* [Study text]
--

Kansspelautoriteit (KSA), the Dutch regulator, has warned that operators must do more to mitigate the threat of money laundering.
The regulator confirmed that it has issued three unnamed operators with instructions related to the Money Laundering and Terrorism Financing (Prevention) Act (Wwft).
Following an investigation, the KSA found that the operators in question had not complied with the Wwft and its guidelines.
In particular, the regulator observed that providers do not always thoroughly investigate the source of players’ funds, and there were further shortcomings related to the risk classification of players.
Under Wwft guidelines, operators must, among other things, monitor player transactions and report unusual transactions to the Dutch Financial Intelligence Unit (FIU).
“The KSA’s current instructions require providers to adhere to the Wwft guidelines and to end the violations. If a subsequent inspection reveals that this is not the case, a more severe sanction may be imposed, such as a penalty or fine,” the regulator warned.
The comprehensive Wwft guidelines for operators are yet to be published as they are still being finalised. However, the KSA has released information about their issuance.
This included a Wwft webinar at the end of last year, explaining the legal standard and best practices. The guidelines were also updated at the end of 2023 based on research, feedback from consumers and suggestions from providers.
The damaging potential of money laundering through gaming has also been acknowledged elsewhere in Europe.
Last week, the UK’s Treasury and Home Office confirmed that it had raised the threat of money laundering through casinos from ‘low’ to ‘medium’, citing the continuing rise in popularity of online gaming.

--

* [Extracted records]

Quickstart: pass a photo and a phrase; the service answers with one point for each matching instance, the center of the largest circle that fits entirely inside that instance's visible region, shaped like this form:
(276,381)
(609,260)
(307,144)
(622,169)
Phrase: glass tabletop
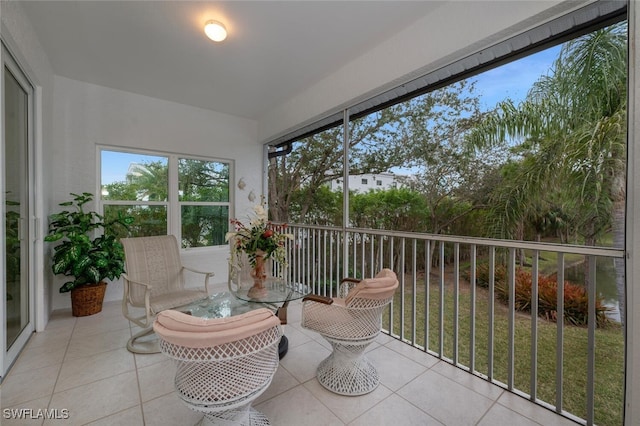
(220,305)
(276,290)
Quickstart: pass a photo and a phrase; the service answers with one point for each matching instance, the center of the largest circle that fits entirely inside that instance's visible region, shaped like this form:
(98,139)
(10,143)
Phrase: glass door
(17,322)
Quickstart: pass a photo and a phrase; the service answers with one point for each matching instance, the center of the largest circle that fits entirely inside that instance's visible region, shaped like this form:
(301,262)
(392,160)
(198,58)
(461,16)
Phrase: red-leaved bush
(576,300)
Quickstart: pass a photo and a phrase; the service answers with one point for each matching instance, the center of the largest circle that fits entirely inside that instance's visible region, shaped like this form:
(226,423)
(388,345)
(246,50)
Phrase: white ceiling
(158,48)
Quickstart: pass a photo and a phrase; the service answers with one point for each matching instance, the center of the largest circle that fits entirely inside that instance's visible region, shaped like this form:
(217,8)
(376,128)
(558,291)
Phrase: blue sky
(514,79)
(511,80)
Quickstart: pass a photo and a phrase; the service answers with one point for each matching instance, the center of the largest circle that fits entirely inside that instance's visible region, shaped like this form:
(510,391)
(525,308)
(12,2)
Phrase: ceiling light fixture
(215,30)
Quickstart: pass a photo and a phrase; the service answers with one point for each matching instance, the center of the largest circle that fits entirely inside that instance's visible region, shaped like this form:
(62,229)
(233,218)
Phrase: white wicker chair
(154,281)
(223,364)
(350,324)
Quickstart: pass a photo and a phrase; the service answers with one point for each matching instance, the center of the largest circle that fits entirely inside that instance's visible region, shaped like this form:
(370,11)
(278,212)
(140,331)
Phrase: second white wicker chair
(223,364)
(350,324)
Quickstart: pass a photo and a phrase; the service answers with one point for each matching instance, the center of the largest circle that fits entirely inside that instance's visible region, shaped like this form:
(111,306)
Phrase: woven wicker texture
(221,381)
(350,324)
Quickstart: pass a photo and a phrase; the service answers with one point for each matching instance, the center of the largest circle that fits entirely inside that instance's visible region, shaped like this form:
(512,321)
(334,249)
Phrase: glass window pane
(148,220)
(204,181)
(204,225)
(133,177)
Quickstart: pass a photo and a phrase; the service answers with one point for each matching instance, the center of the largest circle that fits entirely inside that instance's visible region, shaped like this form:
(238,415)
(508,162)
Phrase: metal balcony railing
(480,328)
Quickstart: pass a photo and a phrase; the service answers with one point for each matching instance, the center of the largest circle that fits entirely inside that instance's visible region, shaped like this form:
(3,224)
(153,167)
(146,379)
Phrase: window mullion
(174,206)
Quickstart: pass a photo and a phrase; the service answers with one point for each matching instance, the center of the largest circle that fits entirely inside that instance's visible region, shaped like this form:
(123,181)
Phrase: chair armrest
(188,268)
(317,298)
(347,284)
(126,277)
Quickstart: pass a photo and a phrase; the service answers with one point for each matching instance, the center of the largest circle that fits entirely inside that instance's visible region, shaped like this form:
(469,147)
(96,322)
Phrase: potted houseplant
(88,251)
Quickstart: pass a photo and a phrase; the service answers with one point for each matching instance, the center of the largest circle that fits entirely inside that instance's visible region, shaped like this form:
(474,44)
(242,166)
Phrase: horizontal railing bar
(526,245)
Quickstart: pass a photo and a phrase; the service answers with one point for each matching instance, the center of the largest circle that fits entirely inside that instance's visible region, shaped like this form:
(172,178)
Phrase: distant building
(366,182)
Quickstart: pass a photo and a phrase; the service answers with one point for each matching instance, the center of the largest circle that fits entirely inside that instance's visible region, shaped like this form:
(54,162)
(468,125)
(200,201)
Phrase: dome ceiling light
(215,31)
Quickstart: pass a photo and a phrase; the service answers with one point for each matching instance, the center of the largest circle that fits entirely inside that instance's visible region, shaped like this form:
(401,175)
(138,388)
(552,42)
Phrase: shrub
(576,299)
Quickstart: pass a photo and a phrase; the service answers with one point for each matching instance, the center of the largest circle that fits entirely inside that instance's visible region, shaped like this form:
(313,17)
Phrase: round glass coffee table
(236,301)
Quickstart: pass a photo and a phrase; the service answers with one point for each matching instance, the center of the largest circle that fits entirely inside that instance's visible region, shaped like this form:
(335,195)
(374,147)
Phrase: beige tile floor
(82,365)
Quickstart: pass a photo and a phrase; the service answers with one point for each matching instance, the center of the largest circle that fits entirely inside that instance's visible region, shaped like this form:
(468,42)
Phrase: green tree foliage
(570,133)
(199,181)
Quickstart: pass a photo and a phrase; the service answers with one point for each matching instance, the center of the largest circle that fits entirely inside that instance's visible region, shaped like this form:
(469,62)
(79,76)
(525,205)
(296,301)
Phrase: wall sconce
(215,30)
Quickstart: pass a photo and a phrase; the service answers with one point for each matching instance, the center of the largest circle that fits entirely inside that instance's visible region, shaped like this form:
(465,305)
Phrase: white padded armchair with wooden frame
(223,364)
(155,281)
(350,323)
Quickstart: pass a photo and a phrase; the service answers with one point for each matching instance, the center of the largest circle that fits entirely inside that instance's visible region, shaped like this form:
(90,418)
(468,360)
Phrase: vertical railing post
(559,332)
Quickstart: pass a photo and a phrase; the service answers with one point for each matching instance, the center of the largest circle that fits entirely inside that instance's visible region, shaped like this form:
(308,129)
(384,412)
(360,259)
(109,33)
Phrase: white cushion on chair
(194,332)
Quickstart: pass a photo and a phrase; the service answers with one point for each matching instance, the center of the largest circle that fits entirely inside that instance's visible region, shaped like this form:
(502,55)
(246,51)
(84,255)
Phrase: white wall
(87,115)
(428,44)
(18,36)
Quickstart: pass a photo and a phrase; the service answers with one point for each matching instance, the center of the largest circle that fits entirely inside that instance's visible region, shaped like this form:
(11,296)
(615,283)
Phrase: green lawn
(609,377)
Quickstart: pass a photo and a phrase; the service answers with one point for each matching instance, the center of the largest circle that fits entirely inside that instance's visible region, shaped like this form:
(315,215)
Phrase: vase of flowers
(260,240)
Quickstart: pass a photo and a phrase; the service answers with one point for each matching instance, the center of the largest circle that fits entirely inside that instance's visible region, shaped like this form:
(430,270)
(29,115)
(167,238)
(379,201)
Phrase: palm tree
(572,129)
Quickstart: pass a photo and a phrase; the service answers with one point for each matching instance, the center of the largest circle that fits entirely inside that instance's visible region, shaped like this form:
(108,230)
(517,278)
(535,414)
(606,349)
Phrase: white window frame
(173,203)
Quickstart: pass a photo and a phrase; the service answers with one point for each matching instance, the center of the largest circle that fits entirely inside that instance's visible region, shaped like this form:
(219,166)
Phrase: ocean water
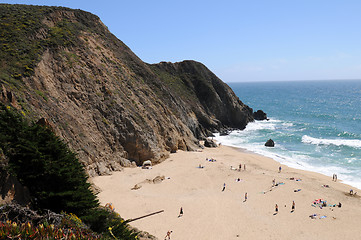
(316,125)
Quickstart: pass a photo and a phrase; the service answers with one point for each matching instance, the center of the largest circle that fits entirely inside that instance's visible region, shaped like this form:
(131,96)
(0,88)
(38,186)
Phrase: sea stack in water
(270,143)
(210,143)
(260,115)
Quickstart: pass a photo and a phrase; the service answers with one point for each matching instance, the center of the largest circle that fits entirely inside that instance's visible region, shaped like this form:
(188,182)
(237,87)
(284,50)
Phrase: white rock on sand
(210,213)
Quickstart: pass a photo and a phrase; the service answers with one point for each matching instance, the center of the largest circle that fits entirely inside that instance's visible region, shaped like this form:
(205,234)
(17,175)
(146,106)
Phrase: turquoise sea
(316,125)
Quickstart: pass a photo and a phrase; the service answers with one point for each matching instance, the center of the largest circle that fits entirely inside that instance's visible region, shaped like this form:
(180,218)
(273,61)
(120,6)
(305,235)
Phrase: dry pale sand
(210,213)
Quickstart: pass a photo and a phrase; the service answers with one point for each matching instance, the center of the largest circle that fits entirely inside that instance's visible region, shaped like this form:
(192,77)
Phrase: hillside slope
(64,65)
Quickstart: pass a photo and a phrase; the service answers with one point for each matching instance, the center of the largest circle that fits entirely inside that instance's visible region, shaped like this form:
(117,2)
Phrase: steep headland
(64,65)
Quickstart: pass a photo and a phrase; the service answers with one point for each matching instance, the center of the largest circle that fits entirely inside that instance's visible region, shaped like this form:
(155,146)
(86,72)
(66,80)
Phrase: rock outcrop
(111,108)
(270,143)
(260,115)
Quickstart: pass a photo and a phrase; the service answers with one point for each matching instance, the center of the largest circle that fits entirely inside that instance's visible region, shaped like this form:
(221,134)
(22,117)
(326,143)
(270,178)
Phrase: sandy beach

--

* [What you need to do]
A. According to the article on the Dutch gambling regulator, which body must operators report unusual transactions to under the Wwft guidelines?
B. From the article on the Dutch gambling regulator, reproduce the passage that opens with the words "In particular, the" and ends after "about their issuance.".

* [Responses to the tasks]
A. The Dutch Financial Intelligence Unit (FIU).

B.
In particular, the regulator observed that providers do not always thoroughly investigate the source of players’ funds, and there were further shortcomings related to the risk classification of players.
Under Wwft guidelines, operators must, among other things, monitor player transactions and report unusual transactions to the Dutch Financial Intelligence Unit (FIU).
“The KSA’s current instructions require providers to adhere to the Wwft guidelines and to end the violations. If a subsequent inspection reveals that this is not the case, a more severe sanction may be imposed, such as a penalty or fine,” the regulator warned.
The comprehensive Wwft guidelines for operators are yet to be published as they are still being finalised. However, the KSA has released information about their issuance.